DOCUMENT EXTRACT
= = =

Appeal from the Iowa District Court for Scott County, Paul L. Macek, Judge.
The opinion of the court was delivered by: Miller, S.J.
A husband appeals, and a wife cross-appeals, certain economic provisions of the parties' dissolution decree. AFFIRMED.
Considered by Eisenhauer, C.J., Danilson, J., and Miller, S.J.*fn1
I. Background Facts & Proceedings
William (W.T.) and Kimberly (Kim) Grampp were married in 1994. Kim filed a petition for dissolution of marriage on February 22, 2011. The parties have one child, who was seventeen years old at the time of the dissolution hearing in July 2012. The physical care and support of the child were resolved through stipulation, and are not an issue in this appeal.
At the time of the marriage in 1994 W.T. was the sole shareholder in Grampp Realty, Inc., which was valued at $152,935. His total assets at that time were worth $408,973, and included an IRA valued at $42,009. Kim had net assets worth $83,658. Shortly before the marriage the parties entered into a premarital agreement which provided Kim would retain all the property she then owned, "all appreciation of such property and property substituted therefore, and all property acquired by Kim by her work, earnings, personal service, and by gift or inheritance, either before or subsequent to said marriage." W.T. retained all his shares in Grampp Realty, "all property acquired by W.T. by gift or inheritance, either before or subsequent to said marriage, and all appreciation of such shares and property and property substituted therefore." The parties largely kept their finances separate throughout the marriage.

= = =

SUPPLIED MATERIAL

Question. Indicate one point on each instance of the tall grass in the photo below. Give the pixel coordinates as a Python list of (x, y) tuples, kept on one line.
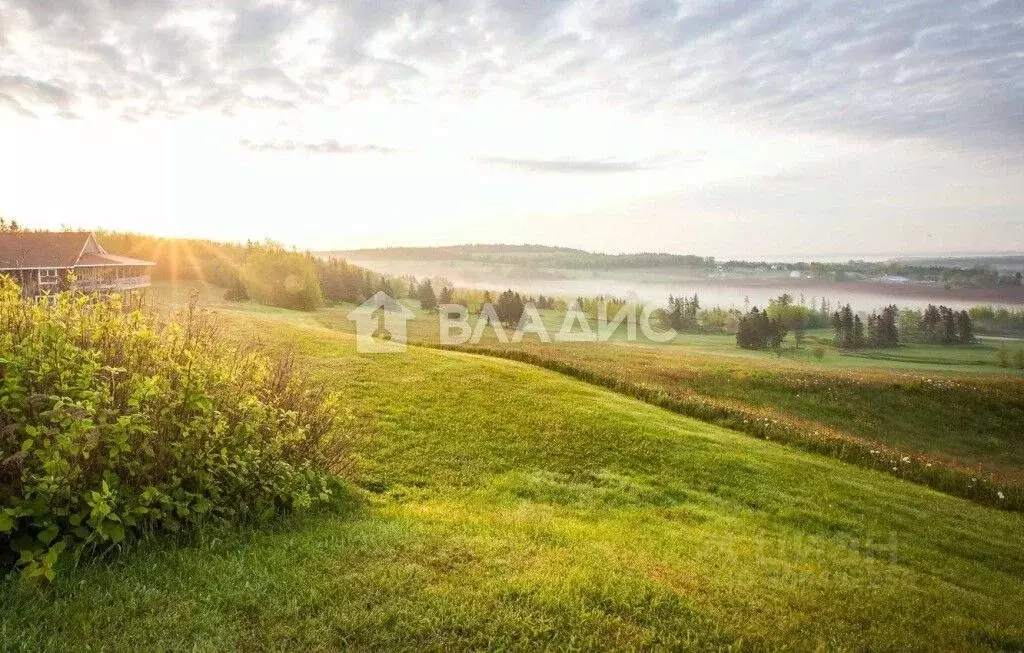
[(939, 474)]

= = =

AIM OF THE EXERCISE
What comes next in the Grampp dissolution opinion above? Continue it from its final sentence.

REPLY
Kim was fifty-one years old at the time of the dissolution hearing. She remained in the marital home with the parties' child. Kim has a college degree in mechanical engineering and a master's degree in business administration. She was employed by John Deere & Company, where she had a base annual salary of $150,000. She often receives a bonus, and in 2011 her gross salary was $209,629. She has a defined benefit pension program with John Deere, and participates in a stock purchase program. The district court determined Kim's net worth increased by about $1,164,000 during the marriage.*fn2
W.T. was fifty-five years old at the time of the dissolution hearing. He lives in a condominium owned by his mother. He does not pay rent, but pays for utilities, taxes, and association fees. W.T. has been the sole owner of Grampp Realty, located in Davenport, Iowa, since 1985. His company's share of the local real estate market has decreased over time. In recent years W.T. has received a salary of $75,000 from Grampp Realty. He also receives dividend income, which was $4950 in 2011. In addition, the company pays for some of his expenses, such as a vehicle. W.T. has two IRAs, one valued at $161,140 and the other at $485,664. The court found W.T.'s net worth during the marriage had increased by about $2,200,000.*fn3
The district court issued a dissolution decree for the parties on August 13, 2012. The parties had stipulated to several issues, and the court approved the parties' stipulation.*fn4 One provision of the stipulation was that Kim would be awarded the marital residence and would reimburse W.T. for one-half of its value. The court also determined it would enforce the parties' premarital agreement. There were two main issues in dispute-whether W.T.'s two IRAs were marital property, subject to division, and whether Kim should receive credit for improvements she made to the marital residence.
The district court found:
The source of the two IRA's present value is a combination of the normal growth of the assets and the respondent's contributions to the asset. No evidence was adduced to demonstrate the precise amount of growth of the approximate $42,000 respondent brought to the marriage in respect to these IRAs. Further, there was no evidence adduced as to the amount of the respondent's contributions.
The court awarded to W.T. the IRA valued at $161,140, finding his original IRA of about $42,000 would have approximately that much value today. The court determined the other IRA, which was valued at $485,664, should be evenly divided between the parties.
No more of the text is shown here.